■ Work instructions
Rewrite the listing below, swapping every "Tag" for "Mark" and leaving everything else unchanged.

■ Given records

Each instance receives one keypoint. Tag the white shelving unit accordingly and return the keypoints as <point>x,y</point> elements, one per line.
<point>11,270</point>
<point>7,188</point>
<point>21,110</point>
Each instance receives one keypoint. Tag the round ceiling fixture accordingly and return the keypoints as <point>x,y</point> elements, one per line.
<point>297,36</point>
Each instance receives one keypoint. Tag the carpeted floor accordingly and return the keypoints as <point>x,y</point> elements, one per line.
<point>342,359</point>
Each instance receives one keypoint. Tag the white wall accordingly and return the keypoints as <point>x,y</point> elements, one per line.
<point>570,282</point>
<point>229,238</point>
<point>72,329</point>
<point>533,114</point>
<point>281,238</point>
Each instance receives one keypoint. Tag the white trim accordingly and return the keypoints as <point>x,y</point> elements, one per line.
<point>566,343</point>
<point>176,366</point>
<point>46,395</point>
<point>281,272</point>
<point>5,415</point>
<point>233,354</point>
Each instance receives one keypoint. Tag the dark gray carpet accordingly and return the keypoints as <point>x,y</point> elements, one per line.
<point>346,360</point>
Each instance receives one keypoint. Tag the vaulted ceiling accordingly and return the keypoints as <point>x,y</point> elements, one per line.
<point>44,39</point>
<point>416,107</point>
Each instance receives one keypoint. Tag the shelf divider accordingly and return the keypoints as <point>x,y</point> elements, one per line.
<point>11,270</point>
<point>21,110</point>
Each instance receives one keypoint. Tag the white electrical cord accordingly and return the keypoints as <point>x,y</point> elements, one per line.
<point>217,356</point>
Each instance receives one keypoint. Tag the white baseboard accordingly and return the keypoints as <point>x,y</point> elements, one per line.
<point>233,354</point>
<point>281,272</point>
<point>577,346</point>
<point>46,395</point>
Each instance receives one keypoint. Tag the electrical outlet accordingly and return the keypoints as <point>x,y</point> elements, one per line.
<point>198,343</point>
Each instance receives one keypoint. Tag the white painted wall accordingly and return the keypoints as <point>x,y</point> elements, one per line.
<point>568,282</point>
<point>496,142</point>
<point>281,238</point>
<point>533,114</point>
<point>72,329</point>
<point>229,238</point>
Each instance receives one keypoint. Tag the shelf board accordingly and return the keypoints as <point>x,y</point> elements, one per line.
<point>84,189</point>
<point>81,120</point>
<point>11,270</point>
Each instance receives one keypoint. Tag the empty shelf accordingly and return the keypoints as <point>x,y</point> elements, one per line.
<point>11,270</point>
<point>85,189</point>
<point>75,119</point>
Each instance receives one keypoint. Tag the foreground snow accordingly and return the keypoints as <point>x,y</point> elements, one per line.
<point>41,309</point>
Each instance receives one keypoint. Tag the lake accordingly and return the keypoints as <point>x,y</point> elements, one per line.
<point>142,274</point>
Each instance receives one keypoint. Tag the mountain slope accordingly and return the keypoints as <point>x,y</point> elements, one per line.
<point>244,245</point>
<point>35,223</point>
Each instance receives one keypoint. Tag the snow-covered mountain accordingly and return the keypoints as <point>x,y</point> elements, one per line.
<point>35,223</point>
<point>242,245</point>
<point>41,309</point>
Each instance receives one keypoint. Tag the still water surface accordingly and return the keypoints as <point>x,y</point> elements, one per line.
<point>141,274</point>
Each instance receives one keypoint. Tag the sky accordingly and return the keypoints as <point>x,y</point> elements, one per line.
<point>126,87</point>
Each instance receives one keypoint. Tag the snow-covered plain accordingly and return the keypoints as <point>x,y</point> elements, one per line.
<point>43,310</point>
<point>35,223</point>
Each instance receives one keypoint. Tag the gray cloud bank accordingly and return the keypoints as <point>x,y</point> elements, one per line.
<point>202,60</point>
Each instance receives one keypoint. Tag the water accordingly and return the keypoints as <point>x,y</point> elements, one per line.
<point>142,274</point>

■ The answer
Each instance receives one keypoint. Mark the white shelving unit accordingly and return the keypoints as <point>x,y</point> elements, one per line.
<point>11,270</point>
<point>7,188</point>
<point>21,110</point>
Each instance receives one keypoint. Mark the round ceiling fixture accordingly and return the keypoints as <point>x,y</point> elements, one per line.
<point>297,36</point>
Each instance receives one keypoint. Mark the carpeted floor accordingly and return the keypoints as <point>x,y</point> elements, one per line.
<point>342,359</point>
Each instance receives one keypoint. Mark the white wall accordingly and return the keypoints as <point>x,y</point> elements, one per line.
<point>570,282</point>
<point>229,238</point>
<point>72,329</point>
<point>533,114</point>
<point>281,238</point>
Each instance receives one keypoint. Mark the white trim accordingly and return the keypoints as <point>x,y</point> elements, one per line.
<point>566,343</point>
<point>176,366</point>
<point>46,395</point>
<point>281,272</point>
<point>5,415</point>
<point>233,354</point>
Each instance receives one keypoint. Mark the dark gray carpet accordingly and return the keypoints as <point>x,y</point> elements, one per line.
<point>346,360</point>
Each instance receives one keypoint. Mark the vaulted ceiling accordingly and return the keypoints as <point>x,y</point> elements, one per line.
<point>44,39</point>
<point>416,107</point>
Each instance receives one keypoint. Mark the shelf divider accordingly and return the keypoints as <point>x,y</point> elements, one per line.
<point>11,270</point>
<point>21,110</point>
Each instance receives one keypoint. Mark the white electrical cord accordingly and return the keypoints as <point>x,y</point> elements, one per line.
<point>217,356</point>
Each instance receives one keypoint. Mark the white baseboard accordingly and return the keypoints as <point>x,y</point> elements, one per line.
<point>233,354</point>
<point>281,272</point>
<point>577,346</point>
<point>46,395</point>
Each instance receives one keypoint. Mark the electrical outlet accordingly and return the keypoints as <point>x,y</point> elements, one per line.
<point>198,343</point>
Each instance receives one keypoint. Mark the white painted wall accordingly and return the keypoints as <point>x,y</point> elements, one per line.
<point>568,282</point>
<point>496,142</point>
<point>281,238</point>
<point>533,114</point>
<point>72,329</point>
<point>229,238</point>
Each instance receives one keypoint. Mark the shelf board accordingly and return the keypoints as <point>x,y</point> elements, one per line.
<point>84,189</point>
<point>81,120</point>
<point>11,270</point>
Each instance receives one keypoint. Mark the empty shelf accordingly and return the keypoints as <point>x,y</point> elements, one per line.
<point>11,270</point>
<point>85,189</point>
<point>75,119</point>
Each instance receives one keypoint. Mark the foreground snow accordingly and return the keypoints as <point>x,y</point> elements, one per line.
<point>41,309</point>
Each instance receives one keypoint. Mark the lake accordingly and return the keypoints as <point>x,y</point> elements, one per line.
<point>142,274</point>
Each instance receives one keypoint. Mark the mountain slope accordingly and return the keypoints as <point>x,y</point> elements, one per line.
<point>244,245</point>
<point>35,223</point>
Each instance receives one keypoint. Mark the snow-covered mountain accordingly and return the keypoints as <point>x,y</point> elements, one per line.
<point>35,223</point>
<point>242,245</point>
<point>41,309</point>
Each instance receives one keypoint. Mark the still water surface accordingly and return the keypoints as <point>x,y</point> elements, one per line.
<point>141,274</point>
Each instance receives one keypoint. Mark the sky accordingly and return the keypoints as <point>x,y</point> elements, one per line.
<point>126,87</point>
Each instance receives one keypoint. Mark the snow-covered plain accordingly and return the keypoints as <point>x,y</point> elements, one per line.
<point>43,310</point>
<point>35,223</point>
Each instance receives one keypoint. Mark the gray cloud bank accordingly and return the keypoints as <point>x,y</point> elements, one per line.
<point>202,60</point>
Each instance receives one keypoint. Mark the water accordingly and return the keypoints as <point>x,y</point> elements, one per line.
<point>142,274</point>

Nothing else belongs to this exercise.